§ SOURCE MATERIAL:
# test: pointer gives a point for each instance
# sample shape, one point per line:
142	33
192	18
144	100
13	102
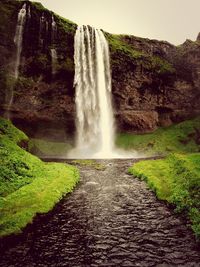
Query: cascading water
54	61
18	39
54	56
94	115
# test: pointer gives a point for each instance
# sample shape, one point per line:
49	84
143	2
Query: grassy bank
45	148
182	137
27	184
175	179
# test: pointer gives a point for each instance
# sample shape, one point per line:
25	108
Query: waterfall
54	60
18	39
54	56
94	115
53	29
42	31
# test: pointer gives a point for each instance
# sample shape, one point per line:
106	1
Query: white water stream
94	114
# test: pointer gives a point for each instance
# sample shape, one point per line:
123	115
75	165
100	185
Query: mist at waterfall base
95	137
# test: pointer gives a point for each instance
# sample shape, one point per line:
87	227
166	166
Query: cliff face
154	83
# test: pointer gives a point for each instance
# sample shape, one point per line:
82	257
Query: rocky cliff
154	83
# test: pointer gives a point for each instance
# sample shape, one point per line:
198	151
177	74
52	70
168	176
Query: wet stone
111	219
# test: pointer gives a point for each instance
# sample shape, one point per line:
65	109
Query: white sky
170	20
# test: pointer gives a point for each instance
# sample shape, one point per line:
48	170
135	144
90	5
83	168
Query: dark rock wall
154	83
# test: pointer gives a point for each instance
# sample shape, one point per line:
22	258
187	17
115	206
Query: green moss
48	148
161	66
27	184
117	44
89	163
175	179
176	138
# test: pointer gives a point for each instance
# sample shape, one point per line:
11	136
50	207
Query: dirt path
111	219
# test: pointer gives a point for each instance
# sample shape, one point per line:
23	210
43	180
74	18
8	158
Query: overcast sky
170	20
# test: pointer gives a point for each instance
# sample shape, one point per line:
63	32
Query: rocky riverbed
111	219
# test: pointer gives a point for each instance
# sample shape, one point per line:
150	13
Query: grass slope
27	184
176	138
175	179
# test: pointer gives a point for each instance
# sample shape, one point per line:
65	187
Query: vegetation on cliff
182	137
175	179
27	185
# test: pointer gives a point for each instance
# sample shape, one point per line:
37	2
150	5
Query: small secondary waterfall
94	115
54	61
54	56
18	39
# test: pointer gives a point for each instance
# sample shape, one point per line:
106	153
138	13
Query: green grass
89	163
48	148
176	138
27	185
175	179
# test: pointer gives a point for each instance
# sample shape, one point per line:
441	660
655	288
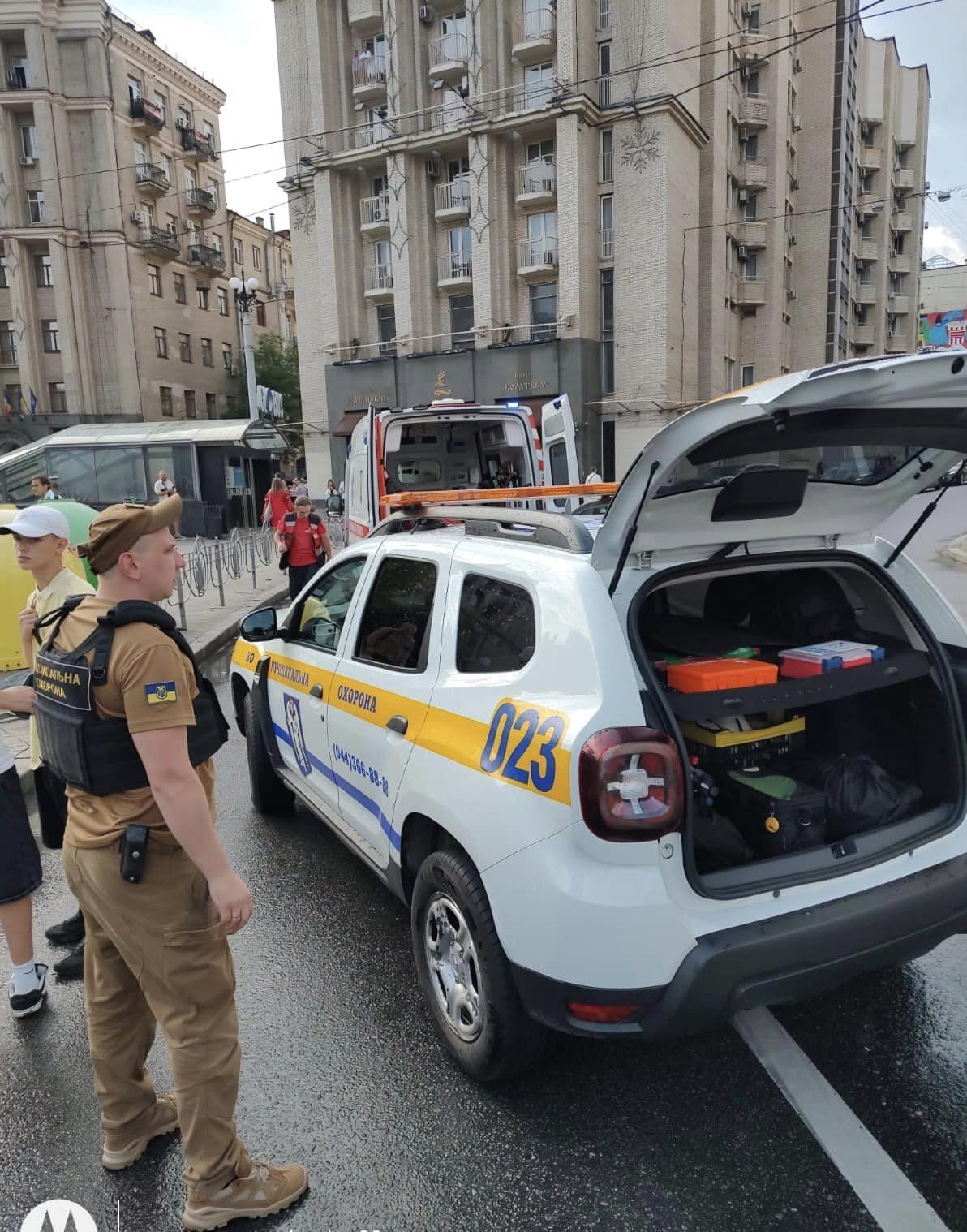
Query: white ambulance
519	730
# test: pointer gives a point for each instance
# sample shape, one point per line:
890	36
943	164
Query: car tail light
631	784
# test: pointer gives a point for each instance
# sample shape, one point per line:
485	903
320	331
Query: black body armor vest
97	754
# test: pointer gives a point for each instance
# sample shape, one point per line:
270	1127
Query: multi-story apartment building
116	240
629	201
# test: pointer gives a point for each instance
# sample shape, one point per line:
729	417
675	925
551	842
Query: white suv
494	716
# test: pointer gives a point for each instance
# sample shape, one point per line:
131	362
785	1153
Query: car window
322	614
396	625
496	626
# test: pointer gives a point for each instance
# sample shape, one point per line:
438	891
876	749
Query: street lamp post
245	299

§ WHAT IS NEEDED:
Everything in the listing above is to be given again exactly, apart from the pictures.

§ TASK RESULT:
# test: pointer gives a point for each instance
# sample shape, one point per line:
142	33
192	18
144	100
13	102
Query: cascading water
54	61
18	39
54	56
94	115
# test: pointer gives a point for each instance
# sample shape, one point per line:
49	84
143	2
Query: grassy bank
45	148
182	137
27	184
175	179
# test: pointer gives a point for each instance
# sample shape, one point per line:
25	108
Query: waterfall
54	60
18	39
54	56
94	115
53	29
42	31
# test: pointer gives a point for each instance
# sample shape, one point per line:
106	1
Query: white water stream
94	114
# test: pointer gives a point for each instance
# sample shape, one point per line:
123	115
75	165
100	185
Query: mist at waterfall base
95	137
# test: pointer gives a point for each instance
# sample shape, one point per line:
87	227
166	166
Query: cliff face
154	83
# test: pointer gives a point for each instance
# sample shape, one point per line:
82	257
Query: rocky cliff
154	83
# test: pointer gives a point for each instance
# sample shape, one point per line:
198	151
177	74
52	70
168	176
Query: wet stone
111	219
# test: pointer gives a point for each instance
# sample shape, one point per line:
65	109
Query: white sky
170	20
# test: pointer gives a point for each instance
# sample shape, one point per line:
48	170
135	144
90	5
83	168
Query: dark rock wall
154	83
# test: pointer gives a point for each instance
# sample shape, one point per line:
22	258
187	17
115	206
Query: green moss
48	148
161	66
27	184
117	44
89	163
175	179
176	138
# test: pointer gives a point for each instance
# sample shape, one point per line:
11	136
50	207
Query: dirt path
111	219
# test: pointer gives a point for each instance
# sample shape, one point per line:
23	210
43	180
74	18
8	158
Query: overcast sky
170	20
# test: pointer gives a point for each instance
# sample shape, one point per line:
63	32
Query: rocky riverbed
111	219
# test: pointer gives a point for each instance
# sample shape, one point per line:
150	13
Query: grass slope
27	184
176	138
175	179
# test: pointer gives a point for each instance
# sample shape, one point per line:
65	187
Query: vegetation on cliff
182	137
175	179
27	185
# test: pointer gives a point for each instance
# sample shape, one point per line:
37	2
150	5
Query: small secondary waterfall
94	115
54	61
54	56
18	39
# test: pointer gives a point for each instance
# sample shape, one point per line:
106	153
138	13
Query: green grass
89	163
48	148
176	138
27	185
175	179
# test: pointer gives a point for each instance
# sample shape, one point per line:
441	660
655	288
Query: white ambulance
519	730
# test: pointer gives a point for each instance
# sample shape, one point per line:
890	36
943	164
Query: car tail light
631	784
# test: pointer gives a point for each instance
# sample shape, one point per line:
485	903
320	331
Query: black body armor vest
97	754
# test: pointer gives a point for each instance
# sample shape, one point per line:
270	1127
Query: multi-story apartment building
116	240
629	201
# test: pointer gives a point for each instance
# sample shape, one point per line:
729	417
675	925
551	842
Query: white suv
494	716
# test: pointer gives a point for each instance
# sample shape, one point per line:
131	362
785	1153
Query: car window
322	614
396	625
496	626
# test: pointer gives a point for each instance
# sample shape, one point per line:
438	891
876	749
Query: street lamp post
245	299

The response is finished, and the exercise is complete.